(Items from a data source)
(begin)

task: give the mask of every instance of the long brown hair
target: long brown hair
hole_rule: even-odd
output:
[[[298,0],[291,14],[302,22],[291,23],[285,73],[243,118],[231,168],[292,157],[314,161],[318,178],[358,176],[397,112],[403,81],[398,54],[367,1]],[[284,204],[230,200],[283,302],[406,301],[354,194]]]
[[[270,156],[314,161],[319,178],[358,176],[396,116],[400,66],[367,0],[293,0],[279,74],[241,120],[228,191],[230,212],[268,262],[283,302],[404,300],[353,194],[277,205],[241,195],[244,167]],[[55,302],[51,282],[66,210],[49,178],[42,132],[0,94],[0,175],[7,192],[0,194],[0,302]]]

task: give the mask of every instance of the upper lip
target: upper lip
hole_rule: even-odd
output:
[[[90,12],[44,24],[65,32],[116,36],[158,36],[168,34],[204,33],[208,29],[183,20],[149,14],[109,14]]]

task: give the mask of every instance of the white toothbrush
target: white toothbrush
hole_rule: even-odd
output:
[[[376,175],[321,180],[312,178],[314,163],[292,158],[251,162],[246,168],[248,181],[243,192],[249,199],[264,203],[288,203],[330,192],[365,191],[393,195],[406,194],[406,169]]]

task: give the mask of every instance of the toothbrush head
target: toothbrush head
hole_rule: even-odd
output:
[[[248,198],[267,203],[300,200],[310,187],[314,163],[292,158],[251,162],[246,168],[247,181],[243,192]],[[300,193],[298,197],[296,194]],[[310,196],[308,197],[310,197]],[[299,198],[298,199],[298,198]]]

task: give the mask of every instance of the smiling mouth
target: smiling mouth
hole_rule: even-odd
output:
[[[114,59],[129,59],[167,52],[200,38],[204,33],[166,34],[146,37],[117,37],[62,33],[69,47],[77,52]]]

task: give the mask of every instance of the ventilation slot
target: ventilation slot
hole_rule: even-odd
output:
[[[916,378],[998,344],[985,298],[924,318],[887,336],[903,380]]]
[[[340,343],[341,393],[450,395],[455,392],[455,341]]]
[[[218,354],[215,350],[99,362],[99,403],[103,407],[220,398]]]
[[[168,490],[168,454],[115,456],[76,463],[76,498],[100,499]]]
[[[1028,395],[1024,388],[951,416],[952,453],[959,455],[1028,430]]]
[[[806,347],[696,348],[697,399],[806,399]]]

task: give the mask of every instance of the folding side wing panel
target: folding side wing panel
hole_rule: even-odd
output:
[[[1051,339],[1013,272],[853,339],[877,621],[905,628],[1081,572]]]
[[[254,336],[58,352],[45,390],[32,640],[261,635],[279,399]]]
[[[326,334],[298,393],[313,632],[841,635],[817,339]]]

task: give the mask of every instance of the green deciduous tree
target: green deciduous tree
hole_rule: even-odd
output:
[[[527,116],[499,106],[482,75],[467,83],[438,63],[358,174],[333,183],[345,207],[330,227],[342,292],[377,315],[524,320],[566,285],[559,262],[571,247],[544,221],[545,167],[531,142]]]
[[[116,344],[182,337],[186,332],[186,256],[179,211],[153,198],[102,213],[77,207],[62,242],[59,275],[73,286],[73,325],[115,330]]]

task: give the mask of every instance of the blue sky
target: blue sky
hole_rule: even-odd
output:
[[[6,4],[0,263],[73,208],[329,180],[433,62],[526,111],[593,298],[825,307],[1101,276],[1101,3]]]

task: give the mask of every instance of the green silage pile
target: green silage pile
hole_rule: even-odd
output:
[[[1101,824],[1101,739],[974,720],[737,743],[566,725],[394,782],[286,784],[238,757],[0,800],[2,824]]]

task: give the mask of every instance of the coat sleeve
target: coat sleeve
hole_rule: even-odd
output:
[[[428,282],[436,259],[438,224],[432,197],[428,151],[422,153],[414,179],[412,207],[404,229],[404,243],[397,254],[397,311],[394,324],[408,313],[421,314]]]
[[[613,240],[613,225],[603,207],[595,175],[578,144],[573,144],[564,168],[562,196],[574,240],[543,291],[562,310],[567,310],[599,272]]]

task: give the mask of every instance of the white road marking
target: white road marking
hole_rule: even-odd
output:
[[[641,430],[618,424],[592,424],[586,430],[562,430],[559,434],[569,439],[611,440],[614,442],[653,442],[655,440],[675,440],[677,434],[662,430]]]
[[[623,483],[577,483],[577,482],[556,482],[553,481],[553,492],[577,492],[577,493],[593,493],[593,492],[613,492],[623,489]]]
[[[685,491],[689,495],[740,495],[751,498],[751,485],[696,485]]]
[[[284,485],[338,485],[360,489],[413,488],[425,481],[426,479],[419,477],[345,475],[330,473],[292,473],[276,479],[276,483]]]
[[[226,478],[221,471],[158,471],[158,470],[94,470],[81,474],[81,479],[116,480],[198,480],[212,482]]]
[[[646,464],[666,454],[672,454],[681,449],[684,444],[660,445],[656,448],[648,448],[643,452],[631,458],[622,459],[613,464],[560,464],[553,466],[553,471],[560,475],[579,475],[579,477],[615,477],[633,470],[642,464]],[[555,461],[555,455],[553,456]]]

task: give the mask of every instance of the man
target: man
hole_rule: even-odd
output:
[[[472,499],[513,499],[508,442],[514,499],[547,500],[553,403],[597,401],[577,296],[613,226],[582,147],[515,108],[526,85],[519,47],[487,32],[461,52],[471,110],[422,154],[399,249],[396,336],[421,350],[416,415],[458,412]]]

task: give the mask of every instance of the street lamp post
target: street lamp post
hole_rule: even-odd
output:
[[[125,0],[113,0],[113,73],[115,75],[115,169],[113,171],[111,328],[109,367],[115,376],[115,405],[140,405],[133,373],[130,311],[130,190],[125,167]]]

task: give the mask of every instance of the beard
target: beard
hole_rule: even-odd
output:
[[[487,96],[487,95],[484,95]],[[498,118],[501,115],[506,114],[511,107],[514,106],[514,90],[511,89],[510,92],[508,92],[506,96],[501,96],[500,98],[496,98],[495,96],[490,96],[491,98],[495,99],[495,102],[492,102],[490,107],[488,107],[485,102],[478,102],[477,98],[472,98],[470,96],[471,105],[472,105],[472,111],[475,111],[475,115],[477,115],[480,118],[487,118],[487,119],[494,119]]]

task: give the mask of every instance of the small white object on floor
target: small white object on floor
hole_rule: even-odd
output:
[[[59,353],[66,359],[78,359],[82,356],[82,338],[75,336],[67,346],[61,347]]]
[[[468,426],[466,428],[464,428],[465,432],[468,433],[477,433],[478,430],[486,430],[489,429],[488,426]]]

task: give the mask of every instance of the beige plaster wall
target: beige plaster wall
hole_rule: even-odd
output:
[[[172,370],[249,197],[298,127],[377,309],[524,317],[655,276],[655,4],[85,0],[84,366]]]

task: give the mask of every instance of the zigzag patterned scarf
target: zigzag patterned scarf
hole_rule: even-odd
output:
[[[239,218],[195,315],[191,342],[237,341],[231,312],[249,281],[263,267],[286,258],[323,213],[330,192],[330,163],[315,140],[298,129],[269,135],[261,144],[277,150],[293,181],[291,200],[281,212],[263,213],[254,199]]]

(end)

*YOUR OBJECTIVE:* Repeat word for word each line from the one with "task: give the mask of every instance of the man" to the end of the records above, inclusive.

*PROBLEM SOLUTION:*
task: give the mask of every instance of the man
target: man
hole_rule: even-odd
output:
[[[472,499],[513,499],[508,442],[514,499],[547,500],[553,403],[597,401],[577,296],[613,226],[582,147],[515,108],[526,85],[519,47],[487,32],[461,52],[471,110],[422,154],[399,249],[396,336],[421,350],[416,415],[458,412]]]

task: give the mask of every instance of the street lamp post
target: street lamp post
hole_rule: even-odd
output:
[[[125,0],[113,0],[113,73],[115,75],[115,169],[113,171],[111,328],[109,367],[115,376],[115,405],[140,405],[133,373],[130,311],[130,190],[125,167]]]

task: give the mask of every instance of the beard
target: beard
hole_rule: even-odd
output:
[[[487,96],[487,95],[484,95]],[[498,118],[501,115],[506,114],[511,107],[514,106],[514,90],[511,89],[510,92],[508,92],[506,96],[501,96],[500,98],[496,98],[495,96],[490,96],[491,98],[495,99],[495,102],[492,102],[490,107],[488,107],[485,102],[478,102],[477,98],[472,98],[470,96],[471,105],[472,105],[472,111],[475,111],[475,115],[477,115],[480,118],[487,118],[487,119],[494,119]]]

task: give the mask of every instance of the small white object on floor
target: small white object on floor
hole_rule: even-odd
output:
[[[59,353],[66,359],[78,359],[82,356],[82,338],[75,336],[67,346],[61,347]]]
[[[468,426],[466,428],[464,428],[465,432],[468,433],[477,433],[478,430],[486,430],[489,429],[488,426]]]

task: give the mask of every instance of the beige plaster wall
target: beige plaster wall
hole_rule: even-odd
output:
[[[172,370],[249,197],[298,127],[377,309],[524,317],[655,276],[655,4],[85,0],[84,366]]]

task: give the mask of every instance of the zigzag patterned scarf
target: zigzag patterned scarf
hole_rule: even-odd
output:
[[[239,218],[195,315],[191,342],[237,341],[231,312],[249,281],[263,267],[286,258],[323,213],[330,192],[330,163],[315,140],[298,129],[269,135],[261,144],[277,150],[293,181],[291,200],[281,212],[263,213],[254,199]]]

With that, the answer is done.